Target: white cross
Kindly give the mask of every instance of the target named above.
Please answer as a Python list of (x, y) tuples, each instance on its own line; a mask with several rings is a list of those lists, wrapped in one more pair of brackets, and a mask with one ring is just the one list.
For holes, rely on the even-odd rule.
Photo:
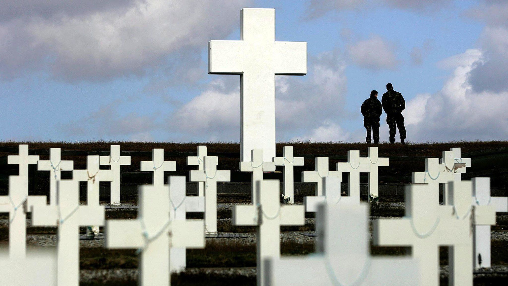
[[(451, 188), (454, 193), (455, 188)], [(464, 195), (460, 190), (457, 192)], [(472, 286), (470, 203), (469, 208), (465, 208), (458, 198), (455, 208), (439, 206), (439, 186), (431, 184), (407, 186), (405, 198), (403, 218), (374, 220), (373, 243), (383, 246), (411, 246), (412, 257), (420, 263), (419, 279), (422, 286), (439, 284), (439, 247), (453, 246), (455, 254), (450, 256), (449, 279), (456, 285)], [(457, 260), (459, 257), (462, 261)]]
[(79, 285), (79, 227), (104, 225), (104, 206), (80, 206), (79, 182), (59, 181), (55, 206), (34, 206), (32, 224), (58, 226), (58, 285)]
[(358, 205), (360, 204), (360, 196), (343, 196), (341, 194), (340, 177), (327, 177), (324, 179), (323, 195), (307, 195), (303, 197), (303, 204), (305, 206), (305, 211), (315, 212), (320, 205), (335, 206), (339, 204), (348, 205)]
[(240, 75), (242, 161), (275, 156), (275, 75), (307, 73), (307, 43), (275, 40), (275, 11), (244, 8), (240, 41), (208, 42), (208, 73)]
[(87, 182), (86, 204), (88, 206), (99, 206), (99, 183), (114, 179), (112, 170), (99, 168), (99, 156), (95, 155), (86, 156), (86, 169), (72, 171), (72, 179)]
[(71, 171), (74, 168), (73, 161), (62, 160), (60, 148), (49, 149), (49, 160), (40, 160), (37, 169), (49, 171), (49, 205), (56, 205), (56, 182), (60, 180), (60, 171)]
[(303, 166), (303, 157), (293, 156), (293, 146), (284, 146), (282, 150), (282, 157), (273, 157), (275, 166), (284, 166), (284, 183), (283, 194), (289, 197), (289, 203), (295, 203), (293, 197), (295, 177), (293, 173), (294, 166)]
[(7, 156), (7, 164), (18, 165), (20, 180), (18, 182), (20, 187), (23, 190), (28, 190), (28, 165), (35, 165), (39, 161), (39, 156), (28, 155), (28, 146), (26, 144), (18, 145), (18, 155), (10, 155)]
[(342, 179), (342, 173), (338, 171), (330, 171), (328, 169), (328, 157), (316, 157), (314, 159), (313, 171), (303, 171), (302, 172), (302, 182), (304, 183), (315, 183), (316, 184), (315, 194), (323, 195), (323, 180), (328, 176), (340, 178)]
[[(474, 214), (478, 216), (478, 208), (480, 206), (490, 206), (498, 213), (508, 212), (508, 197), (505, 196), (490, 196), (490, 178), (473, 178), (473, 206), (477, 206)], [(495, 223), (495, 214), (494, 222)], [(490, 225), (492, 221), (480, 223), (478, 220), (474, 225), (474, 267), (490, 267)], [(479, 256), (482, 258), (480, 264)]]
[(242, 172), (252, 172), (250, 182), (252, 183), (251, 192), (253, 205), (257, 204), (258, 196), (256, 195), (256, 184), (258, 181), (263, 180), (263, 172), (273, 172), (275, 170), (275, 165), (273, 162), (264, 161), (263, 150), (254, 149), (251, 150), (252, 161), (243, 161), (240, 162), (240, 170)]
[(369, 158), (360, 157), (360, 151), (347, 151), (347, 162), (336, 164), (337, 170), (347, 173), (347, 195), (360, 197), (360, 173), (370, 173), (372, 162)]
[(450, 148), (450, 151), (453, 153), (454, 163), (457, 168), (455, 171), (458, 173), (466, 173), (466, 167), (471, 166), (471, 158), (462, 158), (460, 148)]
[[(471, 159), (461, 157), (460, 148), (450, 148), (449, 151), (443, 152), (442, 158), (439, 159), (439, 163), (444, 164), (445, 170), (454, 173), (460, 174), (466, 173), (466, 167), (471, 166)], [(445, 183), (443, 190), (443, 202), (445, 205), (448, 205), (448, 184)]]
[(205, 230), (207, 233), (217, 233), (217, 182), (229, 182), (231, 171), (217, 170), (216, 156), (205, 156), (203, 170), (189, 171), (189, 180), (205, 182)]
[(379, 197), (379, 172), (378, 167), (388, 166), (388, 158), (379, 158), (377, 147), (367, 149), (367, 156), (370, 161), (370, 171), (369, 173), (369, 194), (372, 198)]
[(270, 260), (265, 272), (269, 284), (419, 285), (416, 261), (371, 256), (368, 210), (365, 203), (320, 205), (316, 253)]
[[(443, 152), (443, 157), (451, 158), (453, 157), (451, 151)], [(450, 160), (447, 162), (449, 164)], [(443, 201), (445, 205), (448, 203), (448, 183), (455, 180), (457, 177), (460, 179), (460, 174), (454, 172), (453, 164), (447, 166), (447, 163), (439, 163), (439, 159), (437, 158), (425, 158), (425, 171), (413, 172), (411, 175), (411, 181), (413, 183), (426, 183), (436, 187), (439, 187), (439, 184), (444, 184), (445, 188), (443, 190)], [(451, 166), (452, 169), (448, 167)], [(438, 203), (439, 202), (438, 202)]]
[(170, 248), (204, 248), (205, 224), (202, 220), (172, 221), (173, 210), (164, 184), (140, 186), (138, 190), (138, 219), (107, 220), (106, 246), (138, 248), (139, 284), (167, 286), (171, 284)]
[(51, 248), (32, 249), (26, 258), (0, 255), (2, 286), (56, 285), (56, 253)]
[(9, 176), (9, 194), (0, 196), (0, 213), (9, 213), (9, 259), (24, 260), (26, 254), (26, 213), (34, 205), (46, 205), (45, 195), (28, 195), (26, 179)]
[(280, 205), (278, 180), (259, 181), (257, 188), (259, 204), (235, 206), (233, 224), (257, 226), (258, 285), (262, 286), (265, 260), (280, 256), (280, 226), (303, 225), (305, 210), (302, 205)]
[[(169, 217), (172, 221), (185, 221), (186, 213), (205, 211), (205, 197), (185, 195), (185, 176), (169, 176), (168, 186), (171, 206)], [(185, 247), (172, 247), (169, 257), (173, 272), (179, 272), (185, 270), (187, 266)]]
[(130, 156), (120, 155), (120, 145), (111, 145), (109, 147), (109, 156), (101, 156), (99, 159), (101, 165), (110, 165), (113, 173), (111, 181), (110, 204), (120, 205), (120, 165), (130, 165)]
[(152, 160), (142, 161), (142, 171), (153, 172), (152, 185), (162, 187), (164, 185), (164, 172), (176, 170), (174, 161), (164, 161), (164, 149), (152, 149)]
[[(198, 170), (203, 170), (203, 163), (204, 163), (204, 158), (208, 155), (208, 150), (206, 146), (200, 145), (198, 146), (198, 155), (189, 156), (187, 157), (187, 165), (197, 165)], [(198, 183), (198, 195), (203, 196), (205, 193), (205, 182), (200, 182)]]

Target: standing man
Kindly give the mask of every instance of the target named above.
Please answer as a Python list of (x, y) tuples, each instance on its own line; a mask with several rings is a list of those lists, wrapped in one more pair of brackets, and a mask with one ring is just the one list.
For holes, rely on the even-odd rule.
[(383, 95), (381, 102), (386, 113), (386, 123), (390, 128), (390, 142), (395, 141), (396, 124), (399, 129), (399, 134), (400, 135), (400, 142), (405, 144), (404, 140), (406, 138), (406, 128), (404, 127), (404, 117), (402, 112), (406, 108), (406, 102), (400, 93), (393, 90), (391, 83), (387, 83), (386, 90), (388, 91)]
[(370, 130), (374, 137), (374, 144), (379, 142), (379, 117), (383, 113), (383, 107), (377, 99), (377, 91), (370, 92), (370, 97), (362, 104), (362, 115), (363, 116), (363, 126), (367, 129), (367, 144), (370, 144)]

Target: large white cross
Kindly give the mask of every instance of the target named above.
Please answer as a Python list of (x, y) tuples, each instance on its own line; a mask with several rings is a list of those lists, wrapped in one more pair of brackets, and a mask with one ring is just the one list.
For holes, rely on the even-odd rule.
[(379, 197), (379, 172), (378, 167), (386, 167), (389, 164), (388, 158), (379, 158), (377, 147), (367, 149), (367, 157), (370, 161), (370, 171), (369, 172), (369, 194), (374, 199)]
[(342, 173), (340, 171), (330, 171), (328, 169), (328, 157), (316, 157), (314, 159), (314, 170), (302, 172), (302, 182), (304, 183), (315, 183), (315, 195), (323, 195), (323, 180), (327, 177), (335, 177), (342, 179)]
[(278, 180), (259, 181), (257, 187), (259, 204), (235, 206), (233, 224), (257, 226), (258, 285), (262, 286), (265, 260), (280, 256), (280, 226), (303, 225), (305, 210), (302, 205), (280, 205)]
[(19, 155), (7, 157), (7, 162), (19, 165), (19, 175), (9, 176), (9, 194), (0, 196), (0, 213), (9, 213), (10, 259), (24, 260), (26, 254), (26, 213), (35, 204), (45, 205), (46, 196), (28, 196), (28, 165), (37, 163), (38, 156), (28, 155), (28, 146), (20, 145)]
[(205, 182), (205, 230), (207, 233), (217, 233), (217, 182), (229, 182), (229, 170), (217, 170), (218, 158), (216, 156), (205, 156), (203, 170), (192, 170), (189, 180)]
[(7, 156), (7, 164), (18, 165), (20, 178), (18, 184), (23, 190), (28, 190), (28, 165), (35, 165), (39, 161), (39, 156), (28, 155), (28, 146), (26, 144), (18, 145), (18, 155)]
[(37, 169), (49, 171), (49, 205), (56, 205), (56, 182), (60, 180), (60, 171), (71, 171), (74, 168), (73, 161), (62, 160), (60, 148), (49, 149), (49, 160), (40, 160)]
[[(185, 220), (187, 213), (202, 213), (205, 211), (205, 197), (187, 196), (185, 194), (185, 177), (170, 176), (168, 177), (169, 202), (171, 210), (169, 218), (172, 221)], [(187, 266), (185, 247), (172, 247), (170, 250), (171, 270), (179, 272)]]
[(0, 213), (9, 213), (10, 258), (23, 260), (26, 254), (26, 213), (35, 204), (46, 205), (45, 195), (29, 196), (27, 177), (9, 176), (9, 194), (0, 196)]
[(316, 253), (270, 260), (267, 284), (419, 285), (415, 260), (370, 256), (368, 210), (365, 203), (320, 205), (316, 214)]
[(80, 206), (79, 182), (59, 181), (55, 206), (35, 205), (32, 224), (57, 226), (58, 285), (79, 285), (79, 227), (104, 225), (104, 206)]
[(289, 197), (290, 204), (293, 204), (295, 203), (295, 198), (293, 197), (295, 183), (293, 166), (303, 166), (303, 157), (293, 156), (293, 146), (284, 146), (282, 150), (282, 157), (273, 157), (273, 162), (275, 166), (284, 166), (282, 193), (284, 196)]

- - -

Reproduce the lines above, starting at the line containing "257), (462, 261)]]" and running up to and including the line containing "42), (208, 73)]".

[[(451, 188), (454, 193), (455, 188)], [(464, 195), (460, 190), (457, 192)], [(472, 286), (470, 203), (469, 208), (465, 208), (458, 198), (455, 208), (439, 206), (439, 186), (431, 184), (407, 186), (405, 198), (403, 218), (374, 220), (373, 243), (383, 246), (411, 246), (412, 257), (420, 263), (419, 279), (422, 286), (439, 284), (439, 247), (453, 246), (455, 254), (450, 256), (449, 279), (456, 285)], [(457, 260), (459, 257), (462, 261)]]
[(79, 285), (79, 227), (104, 225), (104, 206), (80, 206), (79, 182), (59, 181), (55, 206), (34, 206), (32, 224), (58, 226), (58, 285)]
[(358, 205), (360, 204), (360, 196), (343, 196), (341, 194), (340, 177), (327, 177), (324, 179), (323, 195), (307, 195), (303, 197), (303, 204), (305, 206), (305, 211), (315, 212), (320, 205), (335, 206), (339, 204), (348, 205)]
[(240, 75), (242, 161), (275, 156), (275, 75), (307, 73), (307, 43), (275, 40), (275, 11), (244, 8), (240, 41), (208, 42), (208, 73)]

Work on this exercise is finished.